» WORK TO COMPLETE
Quote the listing below in its entirety.

******************************

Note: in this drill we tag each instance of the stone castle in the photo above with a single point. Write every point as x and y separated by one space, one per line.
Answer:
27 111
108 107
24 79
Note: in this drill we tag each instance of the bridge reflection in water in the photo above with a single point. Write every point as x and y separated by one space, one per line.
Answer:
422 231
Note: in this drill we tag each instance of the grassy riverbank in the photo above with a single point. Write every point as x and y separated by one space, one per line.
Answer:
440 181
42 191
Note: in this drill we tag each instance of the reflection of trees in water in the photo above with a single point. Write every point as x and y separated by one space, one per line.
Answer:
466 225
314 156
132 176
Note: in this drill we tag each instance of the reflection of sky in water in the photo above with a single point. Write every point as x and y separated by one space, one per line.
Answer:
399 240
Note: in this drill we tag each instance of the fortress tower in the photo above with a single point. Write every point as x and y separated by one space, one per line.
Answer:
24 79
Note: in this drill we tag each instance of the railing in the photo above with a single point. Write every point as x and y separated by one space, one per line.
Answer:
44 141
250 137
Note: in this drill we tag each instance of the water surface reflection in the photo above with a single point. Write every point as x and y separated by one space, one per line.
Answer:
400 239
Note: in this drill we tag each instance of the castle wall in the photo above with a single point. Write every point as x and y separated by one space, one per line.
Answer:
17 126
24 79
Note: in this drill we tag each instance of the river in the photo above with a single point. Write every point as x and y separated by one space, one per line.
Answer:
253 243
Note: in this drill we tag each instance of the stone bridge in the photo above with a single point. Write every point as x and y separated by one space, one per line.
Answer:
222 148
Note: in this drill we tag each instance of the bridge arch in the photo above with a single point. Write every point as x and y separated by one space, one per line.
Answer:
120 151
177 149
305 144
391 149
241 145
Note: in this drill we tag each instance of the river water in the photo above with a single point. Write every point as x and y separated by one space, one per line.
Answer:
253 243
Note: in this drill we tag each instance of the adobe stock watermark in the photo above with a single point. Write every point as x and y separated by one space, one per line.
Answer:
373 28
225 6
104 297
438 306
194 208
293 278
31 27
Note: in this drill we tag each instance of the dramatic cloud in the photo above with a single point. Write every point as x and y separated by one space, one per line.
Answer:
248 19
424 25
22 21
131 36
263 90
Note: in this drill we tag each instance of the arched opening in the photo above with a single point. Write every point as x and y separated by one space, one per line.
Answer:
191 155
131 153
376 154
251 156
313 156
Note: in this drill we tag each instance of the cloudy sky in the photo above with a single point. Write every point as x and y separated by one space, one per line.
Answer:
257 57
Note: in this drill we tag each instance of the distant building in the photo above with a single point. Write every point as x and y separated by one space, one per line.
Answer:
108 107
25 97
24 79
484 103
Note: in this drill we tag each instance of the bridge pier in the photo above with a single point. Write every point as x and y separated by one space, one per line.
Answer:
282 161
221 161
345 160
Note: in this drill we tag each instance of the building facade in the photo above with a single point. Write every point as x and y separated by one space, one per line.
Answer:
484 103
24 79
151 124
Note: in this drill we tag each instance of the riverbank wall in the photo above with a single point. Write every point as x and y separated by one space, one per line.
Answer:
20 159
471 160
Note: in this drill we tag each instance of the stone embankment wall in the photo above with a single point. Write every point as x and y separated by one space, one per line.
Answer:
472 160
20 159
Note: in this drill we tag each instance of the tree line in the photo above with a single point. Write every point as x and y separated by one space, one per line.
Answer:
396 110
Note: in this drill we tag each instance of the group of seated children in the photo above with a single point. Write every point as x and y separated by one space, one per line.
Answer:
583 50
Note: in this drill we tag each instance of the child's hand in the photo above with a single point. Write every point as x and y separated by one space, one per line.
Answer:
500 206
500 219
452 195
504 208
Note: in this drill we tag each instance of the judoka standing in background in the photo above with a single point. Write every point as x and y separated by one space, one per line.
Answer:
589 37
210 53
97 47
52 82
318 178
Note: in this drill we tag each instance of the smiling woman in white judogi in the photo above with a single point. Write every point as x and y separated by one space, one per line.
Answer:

******************************

» THE SOLUTION
Note: in this drill we tag each instance of the stone castle in the photo above with a single point. Write every point as x and y separated by one space, one per line.
Answer:
27 111
108 107
24 79
Note: in this drill we tag each instance of the bridge reflection in water in the photo above with a single point. Write every point as x and y separated by one space, one per line.
Answer:
422 231
Note: in this drill we tag each instance of the grassy riverbank in the photo above with a single point. Write every point as x and y separated by one space, one per line.
Answer:
440 181
42 191
Note: in this drill we tag each instance of the reflection of trees in water in the photo above with a single point. Write every point as x and y separated by one space, one per line.
Answer:
466 225
314 156
132 176
Note: in this drill we tag each instance of the reflection of sky in water in the photo above with a single point. Write every point as x and y separated by one space, one per line.
Answer:
399 240
Note: in this drill we tag each instance of the fortress tower in the photo above with a single point. Write every point as x and y separated by one space, one per line.
Answer:
24 79
Note: in this drill we tag each instance of the railing in the photo above with a single point. Write every point as x and y separated by one space, one per line.
Answer:
44 141
250 137
Note: in this drill we tag each instance of the water surface reflection in the photo above with a single point. Write every point as x and y separated by one space, one per line.
Answer:
400 239
Note: in this drill we tag each instance of the castle wall in the photo above with a single point. Write every point as x and y separated by one space, one per line.
Answer:
17 126
24 79
Note: in this drill we tag each instance of the river in the photo above with a single point. Write every point as x and y separated by one space, one per line.
Answer:
253 243
Note: in this drill we tag each instance of the stone bridge in the photo above with a single point. Write every point as x and y separated by one space, one per line.
Answer:
222 148
Note: in this drill we tag each instance of the bridge arch in the photo above with a single point. Write every point as x and y separated by one space, one per line.
Answer:
120 151
177 149
305 144
391 149
241 145
Note: in this drill we tag each instance of the river water in the photo above with a single point. Write every point as x and y separated by one space, one per line.
Answer:
253 243
Note: in this drill we tag each instance of the adobe stock watermark in the photo above with a single point. Write every point as x and y separated by one space, one per line.
Answer:
373 28
225 6
104 297
438 306
194 208
293 278
31 27
Note: in this drill we tag each instance of the dramatic cloud in the photo above with a single point. Write every point as x and y separated by one space, one per line.
Answer:
248 19
424 25
22 21
131 36
263 90
Note: in this drill we tag each instance of the arched opening in the photo above with a single point. Write every point as x and y separated by one space, one per line.
Answer:
191 155
131 153
376 154
251 156
313 156
Note: in this drill we tag each instance of the cloudy sky in the photo above with a single point. Write every point as x and y separated by one space, one per line.
Answer:
257 57
Note: in this drill we tag each instance of the distant building in the photo above with a single point. Write every point as x and y separated by one space, one per line.
Answer:
108 107
25 97
24 79
484 103
Note: in this drill we tag each instance of the bridge pier in the photo above with a single point. Write every point as x and y separated by one space, one per line.
Answer:
282 161
221 161
345 160
Note: in this drill we tag each instance of the building facade in the photo above with a single point. Write every point as x and y separated by one space, one per line.
Answer:
484 103
24 79
151 124
Note: in this drill we tag each instance of the riverbank wall in the photo above with a single point. Write every point as x and y separated by one space, one per line.
Answer:
20 159
471 160
Note: in this drill we tag each instance of the stone embankment wall in the photo above with a single point. Write every point as x and y separated by one space, one per line.
Answer:
472 160
20 159
Note: in this drill we tag each instance of the tree line in the photo above with a single point. Write every point as x and y separated by one space, one per line.
Answer:
396 110
Note: in this drill we tag each instance of the group of seated children in the photo above with a single point. Write every point as x and y separated by one space, one per line.
Answer:
583 50
Note: in this drill we tag each instance of the child's hand in the photo above with a single point. Write every point as x and y separated by one space, one per line.
Answer:
500 206
500 219
452 195
504 208
Note: in this drill we tag each instance of the judoka standing in background in the photo above with a single point. Write every point as x and y separated by one space, one per line.
Answer:
589 37
210 53
97 47
52 82
318 178
Note: in this drill we tag each instance of the smiling woman in white judogi in the photo above with a single point. Write every point as x and y separated by one space, one per line.
Answer:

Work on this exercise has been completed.